What you are asked to do = Rewrite every one of the records below with "Your objective" replaced by "Your goal" and everything else unchanged. Leave the pictures out of your answer.

Working data =
━━━━━━━━━━━━━━━━

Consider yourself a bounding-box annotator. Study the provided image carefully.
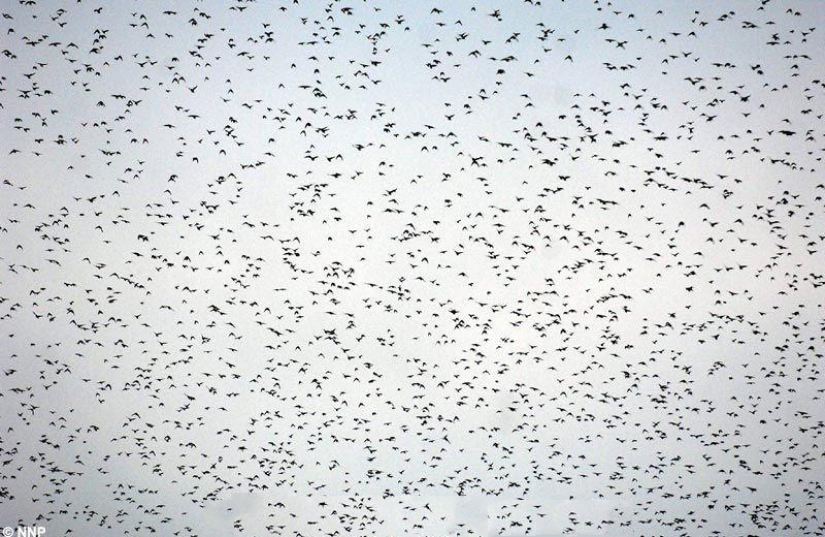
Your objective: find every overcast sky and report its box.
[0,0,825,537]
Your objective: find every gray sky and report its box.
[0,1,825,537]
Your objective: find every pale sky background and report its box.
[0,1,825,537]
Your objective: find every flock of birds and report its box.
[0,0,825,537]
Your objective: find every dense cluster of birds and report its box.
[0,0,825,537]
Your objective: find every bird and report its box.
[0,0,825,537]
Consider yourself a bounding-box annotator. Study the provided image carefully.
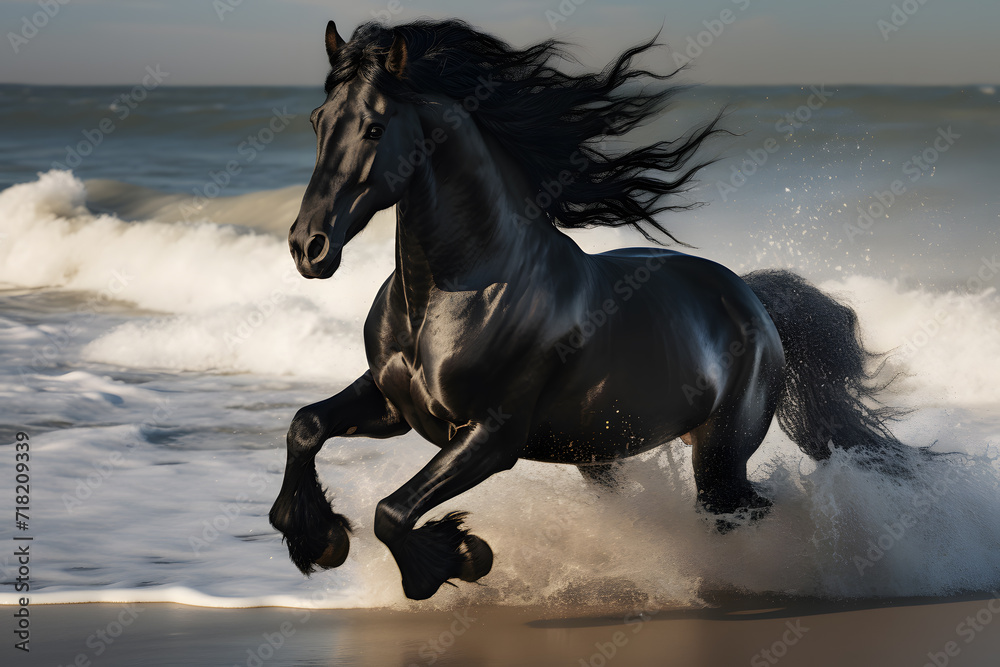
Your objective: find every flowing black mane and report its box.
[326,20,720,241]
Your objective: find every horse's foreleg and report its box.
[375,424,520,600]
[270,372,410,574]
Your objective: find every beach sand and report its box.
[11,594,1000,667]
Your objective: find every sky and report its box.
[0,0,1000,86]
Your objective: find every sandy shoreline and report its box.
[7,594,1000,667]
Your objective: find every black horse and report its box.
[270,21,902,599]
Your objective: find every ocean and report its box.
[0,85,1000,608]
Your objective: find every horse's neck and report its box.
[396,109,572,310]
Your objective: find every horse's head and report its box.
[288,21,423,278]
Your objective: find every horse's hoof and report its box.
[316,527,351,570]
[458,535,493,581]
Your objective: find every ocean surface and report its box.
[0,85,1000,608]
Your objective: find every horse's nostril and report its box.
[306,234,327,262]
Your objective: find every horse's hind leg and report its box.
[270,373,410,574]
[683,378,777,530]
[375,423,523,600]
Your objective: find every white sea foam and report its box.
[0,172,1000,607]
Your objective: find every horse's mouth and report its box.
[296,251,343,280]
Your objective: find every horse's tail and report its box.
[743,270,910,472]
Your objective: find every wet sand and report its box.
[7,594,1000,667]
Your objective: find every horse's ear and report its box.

━━━━━━━━━━━━━━━━

Exercise output =
Consider yourself a bounding-box annotator. Study the provided image carefully.
Your goal: find every overcast sky and report its box.
[0,0,825,537]
Your goal: find every gray sky and report its box.
[0,1,825,537]
Your goal: find every pale sky background and report its box.
[0,1,825,537]
Your goal: find every flock of birds and report its box.
[0,0,825,537]
Your goal: find every dense cluster of birds and report its box.
[0,0,825,537]
Your goal: find every bird and report its box.
[0,0,825,537]
Consider yourself a bounding-box annotator. Study the provided image carefully.
Your goal: find every flowing black mane and report its box.
[326,20,720,241]
Your goal: find every horse's foreleg and report its box.
[375,424,520,600]
[270,372,410,574]
Your goal: find every beach sand and report its box.
[11,594,1000,667]
Your goal: find every sky and report its box.
[0,0,1000,86]
Your goal: find every sandy shoreline and report its box.
[7,594,1000,667]
Your goal: find every black horse and report its box.
[270,21,902,599]
Your goal: find every ocean and report its box.
[0,85,1000,608]
Your goal: find every horse's neck and report its box.
[396,109,572,310]
Your goal: find every horse's head and report its box.
[288,21,423,278]
Your goal: find every horse's hoof and report its box.
[316,527,351,570]
[458,535,493,581]
Your goal: find every ocean surface and report its box.
[0,85,1000,608]
Your goal: find every horse's nostril and report its box.
[306,234,327,262]
Your goal: find every horse's hind leg and report its box.
[270,373,410,574]
[683,378,777,530]
[375,423,523,600]
Your goal: find every white sea foam and report its box.
[0,172,1000,607]
Your goal: find every horse's mouth and report its box.
[296,251,343,280]
Your goal: find every horse's tail and report its box.
[743,270,910,472]
Your goal: find every wet sand and report its box.
[7,594,1000,667]
Your goal: find every horse's ear and report its box.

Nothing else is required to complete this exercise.